MATERIAL SUPPLIED –
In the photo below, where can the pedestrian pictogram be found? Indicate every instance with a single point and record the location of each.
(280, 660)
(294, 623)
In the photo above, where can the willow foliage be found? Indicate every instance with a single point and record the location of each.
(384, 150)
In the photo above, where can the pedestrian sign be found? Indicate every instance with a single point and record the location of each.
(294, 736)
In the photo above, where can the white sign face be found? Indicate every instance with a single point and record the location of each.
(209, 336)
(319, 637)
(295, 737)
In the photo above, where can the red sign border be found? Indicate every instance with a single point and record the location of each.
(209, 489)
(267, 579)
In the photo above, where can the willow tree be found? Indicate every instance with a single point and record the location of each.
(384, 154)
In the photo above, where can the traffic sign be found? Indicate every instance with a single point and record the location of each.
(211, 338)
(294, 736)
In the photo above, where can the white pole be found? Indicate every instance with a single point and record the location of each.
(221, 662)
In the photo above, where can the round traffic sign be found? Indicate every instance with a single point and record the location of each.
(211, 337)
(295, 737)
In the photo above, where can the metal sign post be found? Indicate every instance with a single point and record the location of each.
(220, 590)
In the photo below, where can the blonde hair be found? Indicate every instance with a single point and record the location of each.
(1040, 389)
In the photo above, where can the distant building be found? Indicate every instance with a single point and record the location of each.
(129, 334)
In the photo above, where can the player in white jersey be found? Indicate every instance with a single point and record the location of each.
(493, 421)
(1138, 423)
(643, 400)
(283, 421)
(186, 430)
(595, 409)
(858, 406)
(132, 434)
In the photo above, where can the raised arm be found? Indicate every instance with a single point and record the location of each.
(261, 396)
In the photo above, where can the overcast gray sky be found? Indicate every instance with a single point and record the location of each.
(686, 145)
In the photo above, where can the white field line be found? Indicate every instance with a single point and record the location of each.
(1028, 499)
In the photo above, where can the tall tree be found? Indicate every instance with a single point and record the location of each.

DIRECTIONS –
Repeat the listing above exactly, line for line.

RESPONSE –
In the photo below, where can the pedestrian pictogram be found? Indicate every instance with a single point and record the location of each.
(280, 660)
(294, 623)
In the photo above, where can the willow foliage be found? Indicate every instance with a single point and record the location of each.
(384, 150)
In the photo above, where can the pedestrian sign be found? Indicate every instance with a single point and record the location of each.
(294, 736)
In the photo above, where can the white sign face be found? Indicate every instance with a single point and record the location of each.
(209, 336)
(319, 637)
(295, 737)
In the photo above, where can the red sign border be found? Indicate every instance with a single point and record the location of each.
(209, 489)
(267, 579)
In the photo above, where can the willow tree be found? Indicate every instance with a single point and record the location of each.
(384, 154)
In the photo above, where can the traffic sign be found? Indicate every instance with a single point and record the location of each.
(211, 338)
(294, 736)
In the photo above, where can the white pole be found? Indicate every instance with a single point and record the location of each.
(221, 662)
In the photo above, where can the round traffic sign be found? Indicate every instance with a single point and record the location of each.
(211, 337)
(295, 737)
In the photo above, where can the metal sign post be found? Indicate every instance with a single point and record the location of each.
(220, 590)
In the photo below, where can the blonde hair be found? Indicate every instance with a single point and record the location of each.
(1040, 389)
In the photo above, where can the distant building be found? Indicate every instance with a single point and record the location of each.
(129, 334)
In the photo above, where can the player in white jersey be found? Indicate every instance with a single point and record the location of each.
(493, 421)
(1138, 423)
(643, 400)
(283, 421)
(186, 430)
(595, 409)
(858, 406)
(132, 434)
In the photo above, where can the raised arm be found? Indicate every instance with a single point and record the location of each.
(261, 396)
In the photo above, where can the overcast gray sky be found? Indicate every instance with a single point and record the location of each.
(686, 145)
In the photo above, where can the white field line be found? Indicate every instance with a single point and record the location of each.
(1028, 499)
In the photo above, where can the tall tree be found? Indicate every instance with a single point and record the location of each.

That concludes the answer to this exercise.